(Dataset entries)
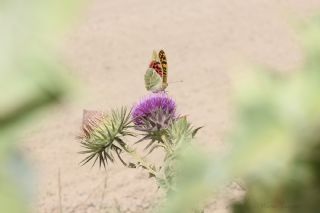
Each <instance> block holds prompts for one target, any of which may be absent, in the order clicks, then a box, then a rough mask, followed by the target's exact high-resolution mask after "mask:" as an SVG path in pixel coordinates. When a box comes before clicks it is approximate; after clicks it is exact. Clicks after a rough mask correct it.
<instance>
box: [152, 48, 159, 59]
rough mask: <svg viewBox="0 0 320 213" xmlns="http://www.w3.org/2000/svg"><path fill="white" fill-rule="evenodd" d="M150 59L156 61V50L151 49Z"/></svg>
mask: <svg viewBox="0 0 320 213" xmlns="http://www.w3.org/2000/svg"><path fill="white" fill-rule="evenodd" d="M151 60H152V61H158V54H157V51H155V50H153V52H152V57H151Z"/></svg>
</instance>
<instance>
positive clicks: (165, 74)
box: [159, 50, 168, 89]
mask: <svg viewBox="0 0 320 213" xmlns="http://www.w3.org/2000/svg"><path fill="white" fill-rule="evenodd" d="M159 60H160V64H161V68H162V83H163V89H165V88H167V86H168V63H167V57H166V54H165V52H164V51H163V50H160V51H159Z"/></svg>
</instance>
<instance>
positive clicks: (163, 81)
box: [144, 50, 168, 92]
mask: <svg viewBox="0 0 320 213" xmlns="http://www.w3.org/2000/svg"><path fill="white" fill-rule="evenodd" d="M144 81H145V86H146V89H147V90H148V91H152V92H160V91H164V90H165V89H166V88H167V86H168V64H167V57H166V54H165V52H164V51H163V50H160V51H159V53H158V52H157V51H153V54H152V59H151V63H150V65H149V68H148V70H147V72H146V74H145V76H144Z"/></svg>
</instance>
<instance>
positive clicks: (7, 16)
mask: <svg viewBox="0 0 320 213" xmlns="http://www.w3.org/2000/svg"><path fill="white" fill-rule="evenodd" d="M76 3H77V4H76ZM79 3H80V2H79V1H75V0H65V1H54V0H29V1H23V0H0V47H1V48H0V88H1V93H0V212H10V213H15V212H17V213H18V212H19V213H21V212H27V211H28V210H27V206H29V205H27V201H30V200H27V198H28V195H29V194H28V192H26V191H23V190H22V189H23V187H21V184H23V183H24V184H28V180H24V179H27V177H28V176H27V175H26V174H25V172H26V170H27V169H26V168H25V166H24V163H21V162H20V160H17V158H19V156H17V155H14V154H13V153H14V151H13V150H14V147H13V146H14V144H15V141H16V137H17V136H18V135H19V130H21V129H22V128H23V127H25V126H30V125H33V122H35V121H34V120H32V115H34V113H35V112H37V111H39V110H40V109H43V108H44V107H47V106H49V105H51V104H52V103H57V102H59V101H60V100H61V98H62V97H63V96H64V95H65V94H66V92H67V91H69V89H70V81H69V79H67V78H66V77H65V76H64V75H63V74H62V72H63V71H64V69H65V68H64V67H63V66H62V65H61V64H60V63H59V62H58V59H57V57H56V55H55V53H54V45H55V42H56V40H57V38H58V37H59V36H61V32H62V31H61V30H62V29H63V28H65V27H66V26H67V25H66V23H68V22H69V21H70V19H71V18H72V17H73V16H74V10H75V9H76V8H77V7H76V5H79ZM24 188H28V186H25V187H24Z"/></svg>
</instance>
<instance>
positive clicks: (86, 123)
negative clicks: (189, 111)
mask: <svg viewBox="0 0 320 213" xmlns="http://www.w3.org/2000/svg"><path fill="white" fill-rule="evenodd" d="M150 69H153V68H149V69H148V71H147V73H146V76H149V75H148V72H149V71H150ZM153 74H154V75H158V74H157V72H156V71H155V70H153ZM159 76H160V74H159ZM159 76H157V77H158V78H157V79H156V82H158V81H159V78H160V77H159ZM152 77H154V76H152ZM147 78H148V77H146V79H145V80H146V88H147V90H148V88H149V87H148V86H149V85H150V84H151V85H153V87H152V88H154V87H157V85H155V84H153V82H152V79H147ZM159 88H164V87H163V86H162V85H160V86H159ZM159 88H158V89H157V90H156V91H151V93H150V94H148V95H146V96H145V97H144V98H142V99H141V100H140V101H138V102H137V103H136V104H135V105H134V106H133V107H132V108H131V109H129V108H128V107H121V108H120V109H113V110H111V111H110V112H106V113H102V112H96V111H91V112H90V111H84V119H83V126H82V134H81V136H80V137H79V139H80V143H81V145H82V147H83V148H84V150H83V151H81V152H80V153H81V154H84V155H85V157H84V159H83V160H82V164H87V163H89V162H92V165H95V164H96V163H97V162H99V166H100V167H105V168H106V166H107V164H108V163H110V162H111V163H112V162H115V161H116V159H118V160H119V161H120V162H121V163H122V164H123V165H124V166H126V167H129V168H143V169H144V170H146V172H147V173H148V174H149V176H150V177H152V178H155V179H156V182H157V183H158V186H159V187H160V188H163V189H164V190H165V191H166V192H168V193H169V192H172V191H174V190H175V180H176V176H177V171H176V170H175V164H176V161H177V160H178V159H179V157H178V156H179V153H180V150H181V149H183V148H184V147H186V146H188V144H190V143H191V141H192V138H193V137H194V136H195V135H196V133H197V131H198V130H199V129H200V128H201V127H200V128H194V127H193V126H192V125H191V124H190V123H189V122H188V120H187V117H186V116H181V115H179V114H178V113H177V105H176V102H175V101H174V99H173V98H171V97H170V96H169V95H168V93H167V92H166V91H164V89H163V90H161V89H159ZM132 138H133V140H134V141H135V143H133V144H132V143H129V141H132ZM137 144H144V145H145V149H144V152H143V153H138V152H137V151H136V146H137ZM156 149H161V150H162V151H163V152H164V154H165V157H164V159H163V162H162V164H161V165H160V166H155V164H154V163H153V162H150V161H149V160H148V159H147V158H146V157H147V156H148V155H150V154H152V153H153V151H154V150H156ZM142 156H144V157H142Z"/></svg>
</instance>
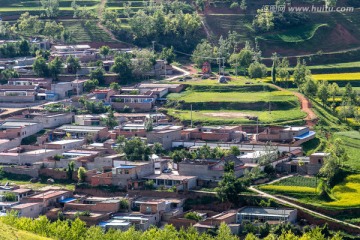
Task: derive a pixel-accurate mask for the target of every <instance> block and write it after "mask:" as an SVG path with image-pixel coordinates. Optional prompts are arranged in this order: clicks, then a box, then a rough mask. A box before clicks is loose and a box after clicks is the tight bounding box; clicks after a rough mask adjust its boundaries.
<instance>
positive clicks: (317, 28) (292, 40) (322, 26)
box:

▸ **Assigned task**:
Reproduce all of the dataset entries with each "rough mask" swapped for "coarse mask" and everything else left as it is. Leave the pictures out.

▸ **Answer**:
Each <instance> block holds prompts for one target, any of which may be absent, in the order clicks, then a box, then a coarse mask, followed by the target's exact high-resolution mask after "mask:" as an SVG path in pixel coordinates. When a box comes before clicks it is approximate; after clicks it is exact. Clicks after a coarse mask correct it.
<instance>
box: [152, 48, 159, 59]
coarse mask: <svg viewBox="0 0 320 213" xmlns="http://www.w3.org/2000/svg"><path fill="white" fill-rule="evenodd" d="M150 59L156 61V50L151 49Z"/></svg>
mask: <svg viewBox="0 0 320 213" xmlns="http://www.w3.org/2000/svg"><path fill="white" fill-rule="evenodd" d="M151 60H152V61H158V54H157V51H155V50H153V52H152V57H151Z"/></svg>
</instance>
<instance>
positive clicks: (165, 74)
box: [159, 50, 168, 89]
mask: <svg viewBox="0 0 320 213" xmlns="http://www.w3.org/2000/svg"><path fill="white" fill-rule="evenodd" d="M159 60H160V64H161V68H162V83H163V89H165V88H167V86H168V63H167V57H166V54H165V52H164V51H163V50H160V51H159Z"/></svg>
</instance>
<instance>
positive clicks: (163, 81)
box: [144, 50, 168, 92]
mask: <svg viewBox="0 0 320 213" xmlns="http://www.w3.org/2000/svg"><path fill="white" fill-rule="evenodd" d="M144 81H145V86H146V89H147V90H148V91H152V92H160V91H164V90H165V89H166V88H167V86H168V64H167V57H166V54H165V52H164V51H163V50H160V51H159V53H158V52H157V51H153V54H152V59H151V63H150V65H149V68H148V70H147V72H146V74H145V76H144Z"/></svg>
</instance>
<instance>
positive clicks: (7, 16)
mask: <svg viewBox="0 0 320 213" xmlns="http://www.w3.org/2000/svg"><path fill="white" fill-rule="evenodd" d="M76 3H77V4H76ZM79 3H80V2H79V1H75V0H65V1H54V0H29V1H23V0H0V47H1V48H0V88H1V93H0V212H10V213H15V212H17V213H18V212H19V213H21V212H27V211H28V210H27V206H29V205H27V201H30V200H27V198H28V195H29V194H28V192H26V191H23V190H22V189H23V187H21V184H23V183H24V184H28V180H24V179H27V177H28V176H27V175H26V174H25V172H26V170H27V169H26V168H25V166H24V163H21V162H20V160H17V158H19V156H17V155H14V154H13V153H14V151H13V150H14V147H13V146H14V144H15V141H16V137H17V136H18V135H19V130H21V129H22V128H23V127H25V126H30V125H33V122H35V121H34V120H32V115H34V113H35V112H37V111H39V110H40V109H43V108H44V107H47V106H49V105H51V104H52V103H57V102H59V101H60V100H61V98H62V97H63V96H64V95H65V94H66V92H67V91H69V89H70V81H69V79H67V78H66V77H65V76H64V75H63V74H62V72H63V71H64V69H65V68H64V67H63V66H62V65H61V64H60V63H59V62H58V59H57V57H56V55H55V53H54V45H55V42H56V40H57V38H58V37H59V36H61V32H62V31H61V30H62V29H63V28H65V27H66V26H67V25H66V23H68V22H69V21H70V19H71V18H72V17H73V16H74V10H75V9H76V8H77V7H76V5H79ZM24 188H28V186H25V187H24Z"/></svg>
</instance>
<instance>
positive clicks: (86, 123)
negative clicks: (189, 111)
mask: <svg viewBox="0 0 320 213" xmlns="http://www.w3.org/2000/svg"><path fill="white" fill-rule="evenodd" d="M150 69H153V68H149V69H148V71H147V73H146V76H149V75H148V72H149V71H150ZM153 74H154V75H158V74H157V72H156V71H155V70H153ZM159 76H160V74H159ZM159 76H157V77H158V78H157V79H156V82H158V81H159V78H160V77H159ZM152 77H154V76H152ZM147 78H148V77H146V79H145V80H146V88H147V90H148V88H149V87H148V86H149V85H150V84H151V85H153V87H152V88H154V87H157V85H155V84H153V82H152V79H147ZM159 88H164V87H163V86H162V85H160V86H159ZM159 88H158V89H157V90H156V91H151V93H150V94H148V95H146V96H145V97H144V98H142V99H141V100H140V101H138V102H137V103H136V104H135V105H134V106H133V107H132V108H131V109H129V108H128V107H121V108H120V109H113V110H111V111H110V112H106V113H102V112H96V111H91V112H90V111H84V119H83V126H82V134H81V136H80V137H79V139H80V143H81V145H82V147H83V148H84V150H83V151H81V152H80V153H81V154H84V155H85V157H84V159H83V160H82V164H87V163H89V162H92V165H95V164H96V163H97V162H99V166H100V167H105V168H106V166H107V164H108V163H110V162H111V163H112V162H115V161H116V159H118V160H119V161H120V162H121V163H122V164H123V165H124V166H126V167H129V168H143V169H144V170H146V172H147V173H148V174H149V176H150V177H152V178H155V179H156V182H157V183H158V186H159V187H160V188H163V189H164V190H165V191H166V192H168V193H169V192H172V191H174V190H175V180H176V176H177V171H176V170H175V164H176V161H177V160H178V159H179V157H178V156H179V153H180V150H181V149H183V148H184V147H186V146H188V144H190V143H191V141H192V138H193V137H194V136H195V135H196V133H197V131H198V130H199V129H200V128H201V127H200V128H194V127H193V126H192V125H191V124H190V123H189V122H188V120H187V117H186V116H181V115H179V114H178V113H177V105H176V102H175V101H174V99H173V98H171V97H170V96H169V95H168V93H167V92H166V91H164V89H163V90H161V89H159ZM132 138H133V140H134V141H135V143H133V144H132V143H129V141H132ZM137 144H144V145H145V149H144V152H143V153H138V152H137V151H136V146H137ZM156 149H161V150H162V151H163V152H164V154H165V157H164V159H163V162H162V164H161V165H160V166H155V164H154V163H153V162H150V161H149V160H148V159H147V158H146V157H147V156H148V155H150V154H152V153H153V151H154V150H156ZM142 156H144V157H142Z"/></svg>
</instance>
Task: derive a pixel-accurate mask for the target of every <instance> block and write it after "mask:" as an SVG path with image-pixel coordinates. Optional prompts are arranged in this order: clicks, then a box, then a coarse mask. A box before clicks is loose and a box after clicks is the tight bounding box; clicks after a coarse mask adjust its boundaries.
<instance>
positive clicks: (317, 28) (292, 40) (322, 26)
box:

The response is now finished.